REQUIRED WORK: Find "Indicate the sky" in the data below; transcribe the line it appears on and each line after it, exactly, to the end, and nothing else.

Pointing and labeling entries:
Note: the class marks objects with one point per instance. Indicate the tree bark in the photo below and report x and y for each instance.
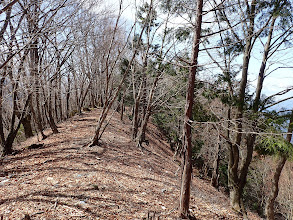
(27, 126)
(237, 176)
(187, 163)
(269, 209)
(215, 174)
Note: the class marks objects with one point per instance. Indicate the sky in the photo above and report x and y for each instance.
(277, 81)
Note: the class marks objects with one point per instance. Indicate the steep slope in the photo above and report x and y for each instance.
(65, 180)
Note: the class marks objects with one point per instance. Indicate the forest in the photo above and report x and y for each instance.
(215, 77)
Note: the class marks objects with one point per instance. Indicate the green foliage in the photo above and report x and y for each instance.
(182, 33)
(275, 145)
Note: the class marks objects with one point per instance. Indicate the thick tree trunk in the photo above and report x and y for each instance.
(187, 163)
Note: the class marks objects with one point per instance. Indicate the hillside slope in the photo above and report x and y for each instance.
(65, 180)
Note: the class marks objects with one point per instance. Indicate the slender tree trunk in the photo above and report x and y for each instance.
(215, 174)
(27, 126)
(269, 210)
(187, 163)
(237, 176)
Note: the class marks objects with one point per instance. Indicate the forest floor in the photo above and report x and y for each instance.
(64, 179)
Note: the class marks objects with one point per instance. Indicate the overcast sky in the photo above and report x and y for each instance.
(275, 82)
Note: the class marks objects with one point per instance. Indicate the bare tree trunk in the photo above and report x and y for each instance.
(269, 210)
(215, 174)
(237, 176)
(187, 163)
(27, 126)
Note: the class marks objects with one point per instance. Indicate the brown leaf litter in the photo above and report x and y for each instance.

PROBLEM SOLUTION:
Note: the class marks objects with one point per instance. Indicate the sky in the photo above and report x and y for each instance.
(277, 81)
Note: the class marks objects with one point per instance. Indicate the steep slope in the photo above and report x and y for each instance.
(65, 180)
Note: the class marks objects with one point per instance. Indicate the forest in the photo above and report x and y for each instance.
(215, 77)
Note: the class marks objects with one point per instance. Indicate the green foliage in the photo above and report x and y for each instance.
(182, 33)
(275, 145)
Note: the class marks objects with one point per instance. Indicate the thick tree trunk in the photo above and report x and y for each instance.
(187, 163)
Note: the class marks objects with one point per instance. Indicate the hillside slope in the photo above and report x and y for each instance.
(65, 180)
Note: the class marks objects with one point per instance. Indicate the slender tree trunk in the photo above and report x and y for each instance.
(215, 174)
(27, 126)
(269, 210)
(187, 163)
(237, 176)
Note: the class marks objects with one point per instance. Indicate the forest floor in the photo above and report x and y for each instance.
(64, 179)
Note: the class marks objects with one point per instance. Indicate the overcast sky in the photo above and report x and y for each instance.
(275, 82)
Note: the class marks objects with one point per instance. Indicate the bare tree trunk in the photo above and report x and y for each instance.
(269, 210)
(215, 174)
(237, 176)
(187, 163)
(27, 126)
Note: the class marks objects with one point per instance. Indicate the brown leaf litter in the photo above and report x and y for each instance.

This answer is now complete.